Stated exercise:
Return only this: the line with "Could you please locate the white narcissus" and all the lines that follow it below, through the final one, exactly as they are.

--- Start of Extracted data ---

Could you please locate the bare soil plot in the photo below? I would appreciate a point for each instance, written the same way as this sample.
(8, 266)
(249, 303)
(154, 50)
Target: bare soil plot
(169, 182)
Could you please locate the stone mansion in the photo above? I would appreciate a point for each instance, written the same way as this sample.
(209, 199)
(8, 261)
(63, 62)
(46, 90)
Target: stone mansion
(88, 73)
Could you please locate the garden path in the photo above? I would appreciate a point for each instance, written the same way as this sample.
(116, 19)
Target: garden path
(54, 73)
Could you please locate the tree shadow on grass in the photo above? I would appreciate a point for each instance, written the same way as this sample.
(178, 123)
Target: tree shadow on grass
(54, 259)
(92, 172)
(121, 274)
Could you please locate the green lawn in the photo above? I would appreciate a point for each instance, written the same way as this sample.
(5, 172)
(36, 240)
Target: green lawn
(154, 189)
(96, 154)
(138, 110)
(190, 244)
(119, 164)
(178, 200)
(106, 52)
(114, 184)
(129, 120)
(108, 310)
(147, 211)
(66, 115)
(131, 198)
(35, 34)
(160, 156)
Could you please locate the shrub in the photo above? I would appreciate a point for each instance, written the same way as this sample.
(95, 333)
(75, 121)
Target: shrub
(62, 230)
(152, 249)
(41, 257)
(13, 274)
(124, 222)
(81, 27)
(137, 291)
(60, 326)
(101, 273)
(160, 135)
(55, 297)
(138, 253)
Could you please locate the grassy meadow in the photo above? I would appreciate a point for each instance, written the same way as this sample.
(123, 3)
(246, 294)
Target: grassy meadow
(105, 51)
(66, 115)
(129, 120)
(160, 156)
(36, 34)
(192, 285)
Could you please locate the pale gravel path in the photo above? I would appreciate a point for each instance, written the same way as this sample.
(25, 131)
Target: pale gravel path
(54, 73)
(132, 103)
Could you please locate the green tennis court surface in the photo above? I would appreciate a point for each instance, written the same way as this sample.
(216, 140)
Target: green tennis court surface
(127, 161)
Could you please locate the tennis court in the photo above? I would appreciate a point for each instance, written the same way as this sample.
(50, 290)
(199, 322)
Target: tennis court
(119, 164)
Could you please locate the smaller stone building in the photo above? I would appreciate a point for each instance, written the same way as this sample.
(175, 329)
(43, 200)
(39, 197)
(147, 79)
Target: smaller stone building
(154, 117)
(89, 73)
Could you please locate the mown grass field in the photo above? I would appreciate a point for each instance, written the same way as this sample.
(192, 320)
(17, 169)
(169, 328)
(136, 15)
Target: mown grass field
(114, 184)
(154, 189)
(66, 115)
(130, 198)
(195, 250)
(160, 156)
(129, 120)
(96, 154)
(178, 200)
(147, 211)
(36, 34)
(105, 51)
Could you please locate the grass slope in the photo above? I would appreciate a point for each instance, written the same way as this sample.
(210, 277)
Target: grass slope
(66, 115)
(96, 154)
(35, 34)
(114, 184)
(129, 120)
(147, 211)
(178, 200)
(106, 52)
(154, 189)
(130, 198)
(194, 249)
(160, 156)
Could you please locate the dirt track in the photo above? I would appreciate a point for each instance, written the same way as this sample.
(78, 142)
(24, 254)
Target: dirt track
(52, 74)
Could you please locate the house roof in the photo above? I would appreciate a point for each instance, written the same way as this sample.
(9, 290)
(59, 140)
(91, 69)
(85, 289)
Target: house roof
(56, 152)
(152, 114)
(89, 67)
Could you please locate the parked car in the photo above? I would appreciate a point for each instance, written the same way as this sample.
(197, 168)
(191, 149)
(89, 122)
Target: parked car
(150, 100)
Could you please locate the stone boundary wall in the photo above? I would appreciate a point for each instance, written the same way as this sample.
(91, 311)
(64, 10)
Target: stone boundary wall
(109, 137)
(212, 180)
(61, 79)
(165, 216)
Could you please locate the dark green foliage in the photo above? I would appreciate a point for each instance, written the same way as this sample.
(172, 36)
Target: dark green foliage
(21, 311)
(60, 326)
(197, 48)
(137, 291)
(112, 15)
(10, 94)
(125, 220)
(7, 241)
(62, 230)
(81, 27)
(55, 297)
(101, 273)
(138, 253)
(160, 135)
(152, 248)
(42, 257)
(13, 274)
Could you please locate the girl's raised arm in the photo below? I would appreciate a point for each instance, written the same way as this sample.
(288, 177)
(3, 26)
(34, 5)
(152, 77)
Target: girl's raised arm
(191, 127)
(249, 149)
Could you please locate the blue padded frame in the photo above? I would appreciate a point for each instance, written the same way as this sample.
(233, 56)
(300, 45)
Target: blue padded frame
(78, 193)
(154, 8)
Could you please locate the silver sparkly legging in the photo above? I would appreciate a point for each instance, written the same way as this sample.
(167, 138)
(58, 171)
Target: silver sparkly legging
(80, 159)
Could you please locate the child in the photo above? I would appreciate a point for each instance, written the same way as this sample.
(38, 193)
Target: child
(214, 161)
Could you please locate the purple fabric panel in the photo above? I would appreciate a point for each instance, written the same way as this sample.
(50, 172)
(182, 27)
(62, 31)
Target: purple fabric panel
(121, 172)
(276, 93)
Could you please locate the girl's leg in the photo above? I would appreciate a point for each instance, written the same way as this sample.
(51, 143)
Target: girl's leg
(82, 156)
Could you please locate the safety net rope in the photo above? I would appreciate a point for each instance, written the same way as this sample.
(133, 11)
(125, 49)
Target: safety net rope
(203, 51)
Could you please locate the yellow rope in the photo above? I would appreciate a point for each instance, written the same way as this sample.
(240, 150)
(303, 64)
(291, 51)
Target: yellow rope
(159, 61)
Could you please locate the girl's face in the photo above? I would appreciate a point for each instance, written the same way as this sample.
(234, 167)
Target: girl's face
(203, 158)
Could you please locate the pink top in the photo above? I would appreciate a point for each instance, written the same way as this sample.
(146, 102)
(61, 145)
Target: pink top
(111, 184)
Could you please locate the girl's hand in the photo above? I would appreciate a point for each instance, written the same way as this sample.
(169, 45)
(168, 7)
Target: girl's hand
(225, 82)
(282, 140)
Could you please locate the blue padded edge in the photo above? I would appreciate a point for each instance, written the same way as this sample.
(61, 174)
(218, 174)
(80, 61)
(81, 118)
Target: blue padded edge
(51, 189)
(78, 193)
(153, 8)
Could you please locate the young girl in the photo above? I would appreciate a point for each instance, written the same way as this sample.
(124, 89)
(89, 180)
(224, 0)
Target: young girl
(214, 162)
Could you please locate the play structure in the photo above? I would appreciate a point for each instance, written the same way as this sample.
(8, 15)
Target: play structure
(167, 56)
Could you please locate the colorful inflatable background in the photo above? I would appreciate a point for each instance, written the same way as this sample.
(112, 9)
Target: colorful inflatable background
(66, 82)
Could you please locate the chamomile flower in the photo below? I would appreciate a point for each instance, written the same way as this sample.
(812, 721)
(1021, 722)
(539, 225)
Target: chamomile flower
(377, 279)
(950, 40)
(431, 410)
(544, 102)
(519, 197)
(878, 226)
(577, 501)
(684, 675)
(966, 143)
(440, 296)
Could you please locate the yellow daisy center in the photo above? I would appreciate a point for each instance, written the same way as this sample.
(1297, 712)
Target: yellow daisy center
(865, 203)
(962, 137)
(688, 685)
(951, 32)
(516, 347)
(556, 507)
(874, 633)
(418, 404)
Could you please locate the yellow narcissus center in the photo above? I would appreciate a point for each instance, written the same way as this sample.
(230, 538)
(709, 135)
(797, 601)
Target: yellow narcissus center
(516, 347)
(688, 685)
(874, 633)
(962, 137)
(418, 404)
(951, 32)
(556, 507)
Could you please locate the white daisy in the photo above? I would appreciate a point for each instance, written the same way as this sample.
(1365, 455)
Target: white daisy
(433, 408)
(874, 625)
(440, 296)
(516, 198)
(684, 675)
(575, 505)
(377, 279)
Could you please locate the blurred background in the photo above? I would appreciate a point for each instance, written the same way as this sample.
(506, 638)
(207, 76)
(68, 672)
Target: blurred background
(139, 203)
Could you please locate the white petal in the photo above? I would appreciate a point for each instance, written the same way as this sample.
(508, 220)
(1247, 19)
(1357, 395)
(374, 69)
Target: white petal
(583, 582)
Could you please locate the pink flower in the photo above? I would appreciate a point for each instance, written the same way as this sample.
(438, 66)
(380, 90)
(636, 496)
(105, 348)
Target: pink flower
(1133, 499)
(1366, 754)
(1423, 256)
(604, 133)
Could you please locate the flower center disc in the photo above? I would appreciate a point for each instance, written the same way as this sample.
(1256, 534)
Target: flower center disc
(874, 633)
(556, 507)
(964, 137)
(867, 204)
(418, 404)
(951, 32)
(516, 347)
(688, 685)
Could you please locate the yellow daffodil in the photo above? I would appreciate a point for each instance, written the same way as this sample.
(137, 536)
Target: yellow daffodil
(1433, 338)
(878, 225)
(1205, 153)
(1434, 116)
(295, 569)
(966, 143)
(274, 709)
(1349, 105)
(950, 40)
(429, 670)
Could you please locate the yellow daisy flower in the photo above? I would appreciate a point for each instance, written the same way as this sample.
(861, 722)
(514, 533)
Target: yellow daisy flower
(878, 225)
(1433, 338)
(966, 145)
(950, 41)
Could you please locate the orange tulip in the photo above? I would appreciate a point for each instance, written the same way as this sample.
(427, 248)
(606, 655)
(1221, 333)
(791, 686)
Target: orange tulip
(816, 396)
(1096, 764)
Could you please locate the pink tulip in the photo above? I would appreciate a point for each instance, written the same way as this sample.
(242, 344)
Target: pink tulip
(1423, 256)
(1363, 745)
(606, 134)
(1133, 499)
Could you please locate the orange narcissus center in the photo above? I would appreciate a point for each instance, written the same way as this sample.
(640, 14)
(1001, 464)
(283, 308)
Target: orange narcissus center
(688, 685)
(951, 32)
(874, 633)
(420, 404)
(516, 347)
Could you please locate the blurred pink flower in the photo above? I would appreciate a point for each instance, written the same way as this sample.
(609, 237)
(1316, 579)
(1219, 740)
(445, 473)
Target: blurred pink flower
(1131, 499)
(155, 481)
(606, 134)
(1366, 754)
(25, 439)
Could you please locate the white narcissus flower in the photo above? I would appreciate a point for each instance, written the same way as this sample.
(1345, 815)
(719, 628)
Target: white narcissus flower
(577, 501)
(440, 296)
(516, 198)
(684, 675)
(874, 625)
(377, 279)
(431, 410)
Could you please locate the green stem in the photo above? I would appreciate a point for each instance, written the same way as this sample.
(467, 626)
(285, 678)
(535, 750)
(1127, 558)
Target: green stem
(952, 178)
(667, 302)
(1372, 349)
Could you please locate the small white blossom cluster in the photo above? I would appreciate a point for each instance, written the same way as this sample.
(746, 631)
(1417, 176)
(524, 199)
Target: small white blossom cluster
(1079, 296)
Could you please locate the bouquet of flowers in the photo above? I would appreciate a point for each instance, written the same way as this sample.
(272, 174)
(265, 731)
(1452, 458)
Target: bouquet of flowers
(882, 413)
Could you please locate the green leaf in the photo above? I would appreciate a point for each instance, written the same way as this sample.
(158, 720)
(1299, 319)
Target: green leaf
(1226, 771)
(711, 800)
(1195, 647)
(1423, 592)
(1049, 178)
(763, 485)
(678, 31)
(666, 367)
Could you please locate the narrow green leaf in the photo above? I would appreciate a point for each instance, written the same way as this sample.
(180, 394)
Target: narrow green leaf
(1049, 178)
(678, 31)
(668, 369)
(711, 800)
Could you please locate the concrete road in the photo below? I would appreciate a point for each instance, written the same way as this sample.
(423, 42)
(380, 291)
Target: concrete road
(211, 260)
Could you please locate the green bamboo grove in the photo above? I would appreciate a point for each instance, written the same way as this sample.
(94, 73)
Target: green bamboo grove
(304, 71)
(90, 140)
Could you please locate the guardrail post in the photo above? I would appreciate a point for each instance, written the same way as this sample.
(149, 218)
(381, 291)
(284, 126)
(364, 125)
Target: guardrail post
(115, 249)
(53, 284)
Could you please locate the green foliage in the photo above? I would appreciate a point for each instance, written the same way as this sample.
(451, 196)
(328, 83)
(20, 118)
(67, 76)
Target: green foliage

--- End of Extracted data ---

Output for this task:
Could you please locate the white narcissus flower in the photo above? I would appreciate a point for each instance, written the same way as this sample.
(1345, 815)
(719, 628)
Target: white narcissus flower
(577, 501)
(440, 296)
(516, 198)
(684, 675)
(874, 625)
(377, 279)
(431, 410)
Could you please locate the green stem in the photo above? I would appreciate a point for each instance, written the same way as this sample.
(467, 626)
(285, 678)
(535, 750)
(1127, 558)
Target: green stem
(952, 178)
(667, 302)
(1372, 349)
Could you please locate the small white blossom cluster in the photo above? I would appreciate a point for each instance, written the same way as this sample.
(746, 631)
(1417, 176)
(524, 199)
Target: small white blossom cluster
(1079, 296)
Could you please locate the bouquet of flowers in the photo above? I would appreciate a point for each instance, written the same way as this sample.
(272, 174)
(265, 731)
(1452, 458)
Target: bouquet of flowers
(882, 413)
Could you please locate the green leaf in the photo above? I would appreciate a point for each instance, written the same way as this sample.
(158, 720)
(1299, 319)
Target: green leaf
(1226, 771)
(711, 800)
(1195, 647)
(1423, 592)
(1049, 178)
(763, 485)
(678, 31)
(666, 367)
Could you please locate the narrow green leaf in the photo above? I would appreciate a point for each instance, written the same way as this sample.
(180, 394)
Target: narrow green leaf
(1049, 178)
(678, 31)
(668, 369)
(711, 800)
Could you please locate the concrete road in the photo below? I would appreciate a point for each instance, written the same way as this sample.
(423, 42)
(380, 291)
Target: concrete road
(211, 260)
Could you please locate the green bamboo grove in the photo above? I would appreciate a point for each instance, written the same way as this sample.
(94, 73)
Target: green bamboo grove
(304, 71)
(90, 140)
Could you please locate the guardrail post in the photo above? I would appreciate a point for each instance, written the same way as this sample.
(149, 218)
(381, 291)
(284, 126)
(364, 125)
Target: guardrail post
(115, 249)
(53, 284)
Could you please locate the green foliage in the photo above? I would appreciate a point for each instance, written the same way as this sample.
(451, 196)
(328, 83)
(20, 118)
(67, 76)
Target: green foliage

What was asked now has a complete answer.